> Given data:
- - - - -

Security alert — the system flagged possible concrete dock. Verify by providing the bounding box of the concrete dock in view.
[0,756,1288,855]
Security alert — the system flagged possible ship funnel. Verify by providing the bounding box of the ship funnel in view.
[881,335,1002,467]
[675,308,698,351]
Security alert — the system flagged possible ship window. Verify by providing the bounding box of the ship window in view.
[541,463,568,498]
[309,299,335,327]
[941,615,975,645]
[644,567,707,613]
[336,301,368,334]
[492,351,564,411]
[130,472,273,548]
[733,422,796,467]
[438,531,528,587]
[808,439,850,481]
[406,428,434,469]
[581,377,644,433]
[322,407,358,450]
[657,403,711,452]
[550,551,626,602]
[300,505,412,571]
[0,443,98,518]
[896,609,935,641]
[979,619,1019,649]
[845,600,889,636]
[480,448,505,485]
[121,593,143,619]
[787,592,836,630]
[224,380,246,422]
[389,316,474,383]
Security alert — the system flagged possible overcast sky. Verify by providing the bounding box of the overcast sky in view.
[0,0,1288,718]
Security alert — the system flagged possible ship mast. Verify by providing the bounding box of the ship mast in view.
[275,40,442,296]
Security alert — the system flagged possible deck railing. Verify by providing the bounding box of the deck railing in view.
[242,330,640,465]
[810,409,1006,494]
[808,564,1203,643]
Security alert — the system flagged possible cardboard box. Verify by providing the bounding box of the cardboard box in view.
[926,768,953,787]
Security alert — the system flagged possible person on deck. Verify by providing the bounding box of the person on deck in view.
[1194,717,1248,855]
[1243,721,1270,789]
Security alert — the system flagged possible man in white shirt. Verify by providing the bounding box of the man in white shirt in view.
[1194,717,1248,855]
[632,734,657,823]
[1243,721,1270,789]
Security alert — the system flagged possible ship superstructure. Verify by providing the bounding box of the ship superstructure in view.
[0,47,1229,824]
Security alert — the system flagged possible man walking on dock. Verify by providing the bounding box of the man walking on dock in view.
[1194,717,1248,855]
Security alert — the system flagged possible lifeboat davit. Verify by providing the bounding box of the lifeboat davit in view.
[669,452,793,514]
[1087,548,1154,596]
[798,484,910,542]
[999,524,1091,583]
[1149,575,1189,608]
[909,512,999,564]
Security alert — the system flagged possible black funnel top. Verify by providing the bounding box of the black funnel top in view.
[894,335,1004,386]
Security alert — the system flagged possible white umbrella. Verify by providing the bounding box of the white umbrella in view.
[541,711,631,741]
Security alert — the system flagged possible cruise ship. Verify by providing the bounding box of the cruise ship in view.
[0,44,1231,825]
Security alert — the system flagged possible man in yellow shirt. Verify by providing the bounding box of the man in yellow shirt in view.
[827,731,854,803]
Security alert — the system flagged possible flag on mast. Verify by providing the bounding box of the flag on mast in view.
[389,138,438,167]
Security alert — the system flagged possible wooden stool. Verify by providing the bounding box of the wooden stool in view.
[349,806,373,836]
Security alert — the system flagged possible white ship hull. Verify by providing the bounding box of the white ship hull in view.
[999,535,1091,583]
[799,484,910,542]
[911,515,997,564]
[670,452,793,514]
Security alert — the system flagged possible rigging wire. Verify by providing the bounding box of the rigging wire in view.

- - - - -

> What is required: Reproduce the stretch of the listing from its start through the line containing "[926,768,953,787]", requests included, shifting every bounding-box coordinate in the answers up by 149.

> Solution to this task:
Security alert — the system flagged possible concrete dock. Verify by providing the bounding box of the concrete dock in view.
[149,905,1437,1004]
Security alert — the system flagged possible ship funnel. Verify by providing the bounding box of the ship funnel in view.
[1030,484,1151,616]
[824,457,847,500]
Security alert — the system flagged possible ship window. Verify by providing the bounding box of the ship window in view.
[690,612,717,647]
[458,448,484,476]
[1090,764,1124,794]
[793,716,856,762]
[485,450,517,483]
[641,500,713,560]
[279,621,422,697]
[882,571,945,616]
[587,680,677,736]
[957,588,999,630]
[555,577,583,618]
[730,526,793,582]
[471,556,507,599]
[806,552,860,601]
[699,700,775,751]
[449,654,561,720]
[149,592,247,667]
[1045,758,1084,790]
[1128,768,1168,798]
[994,749,1038,785]
[629,597,654,634]
[270,742,292,768]
[936,741,985,779]
[373,529,395,571]
[538,465,623,532]
Security alert — the system flagged possible overcast sky. Verify by providing the bounding box of the overcast sky in view.
[149,149,1437,867]
Security alert — the system flagged possible ship mast. Verify by providing the bounding box of the ship mast in view.
[424,189,591,445]
Security alert — the system flagged possible deck railing. Verify by providing the bounding box of the deck railing in view.
[391,479,789,614]
[959,558,1155,643]
[957,713,1352,792]
Security alert — the system flagged possible cardboard box. Verify by providing the bounding box of the cardboard box in view.
[1075,917,1102,936]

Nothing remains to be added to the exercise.